Exercise instructions:
Pull every line containing "facade" from the data.

Data entries:
- Opening Delimiter -
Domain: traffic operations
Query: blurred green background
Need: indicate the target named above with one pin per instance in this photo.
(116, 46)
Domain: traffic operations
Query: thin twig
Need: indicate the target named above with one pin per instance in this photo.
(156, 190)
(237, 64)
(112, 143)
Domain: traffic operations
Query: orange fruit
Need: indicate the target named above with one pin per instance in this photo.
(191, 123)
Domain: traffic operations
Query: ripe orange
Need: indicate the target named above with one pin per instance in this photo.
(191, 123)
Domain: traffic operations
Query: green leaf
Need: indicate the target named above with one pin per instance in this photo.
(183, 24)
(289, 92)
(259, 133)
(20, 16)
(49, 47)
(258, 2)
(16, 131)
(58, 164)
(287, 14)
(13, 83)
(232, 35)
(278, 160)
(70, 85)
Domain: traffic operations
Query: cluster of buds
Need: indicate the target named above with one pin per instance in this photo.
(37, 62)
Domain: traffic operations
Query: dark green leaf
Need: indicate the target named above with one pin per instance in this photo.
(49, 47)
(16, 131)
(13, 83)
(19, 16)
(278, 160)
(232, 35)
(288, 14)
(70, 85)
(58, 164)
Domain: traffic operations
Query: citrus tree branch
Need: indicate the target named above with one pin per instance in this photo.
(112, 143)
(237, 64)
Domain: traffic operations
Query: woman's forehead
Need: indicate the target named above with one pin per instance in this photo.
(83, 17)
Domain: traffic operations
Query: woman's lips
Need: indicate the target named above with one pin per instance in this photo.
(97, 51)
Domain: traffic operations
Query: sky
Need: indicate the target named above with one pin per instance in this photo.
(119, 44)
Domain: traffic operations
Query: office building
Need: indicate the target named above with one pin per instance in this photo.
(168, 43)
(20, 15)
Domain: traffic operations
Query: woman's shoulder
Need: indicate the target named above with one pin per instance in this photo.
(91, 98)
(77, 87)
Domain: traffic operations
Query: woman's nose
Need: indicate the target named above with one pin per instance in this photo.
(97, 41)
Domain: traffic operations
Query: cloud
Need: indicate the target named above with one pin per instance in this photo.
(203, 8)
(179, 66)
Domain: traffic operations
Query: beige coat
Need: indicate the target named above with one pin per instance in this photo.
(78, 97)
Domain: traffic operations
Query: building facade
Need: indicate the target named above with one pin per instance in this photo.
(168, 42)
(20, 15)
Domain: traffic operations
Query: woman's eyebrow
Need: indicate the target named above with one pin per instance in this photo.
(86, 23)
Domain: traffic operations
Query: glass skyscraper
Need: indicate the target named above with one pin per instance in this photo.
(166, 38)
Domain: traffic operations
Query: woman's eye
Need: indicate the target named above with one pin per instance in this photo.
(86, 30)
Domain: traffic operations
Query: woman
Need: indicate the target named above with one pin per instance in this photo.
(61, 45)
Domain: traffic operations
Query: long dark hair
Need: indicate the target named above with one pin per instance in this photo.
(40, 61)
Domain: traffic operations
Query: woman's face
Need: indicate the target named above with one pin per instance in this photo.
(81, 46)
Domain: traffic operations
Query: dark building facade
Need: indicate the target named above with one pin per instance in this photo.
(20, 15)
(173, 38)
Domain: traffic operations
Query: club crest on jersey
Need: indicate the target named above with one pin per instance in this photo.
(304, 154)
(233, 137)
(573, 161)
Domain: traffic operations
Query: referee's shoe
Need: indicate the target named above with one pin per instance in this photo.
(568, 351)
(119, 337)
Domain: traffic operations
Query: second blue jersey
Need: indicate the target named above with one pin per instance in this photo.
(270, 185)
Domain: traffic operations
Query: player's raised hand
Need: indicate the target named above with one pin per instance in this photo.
- Closing Delimiter -
Result of the exercise:
Query: building facade
Query: dark building facade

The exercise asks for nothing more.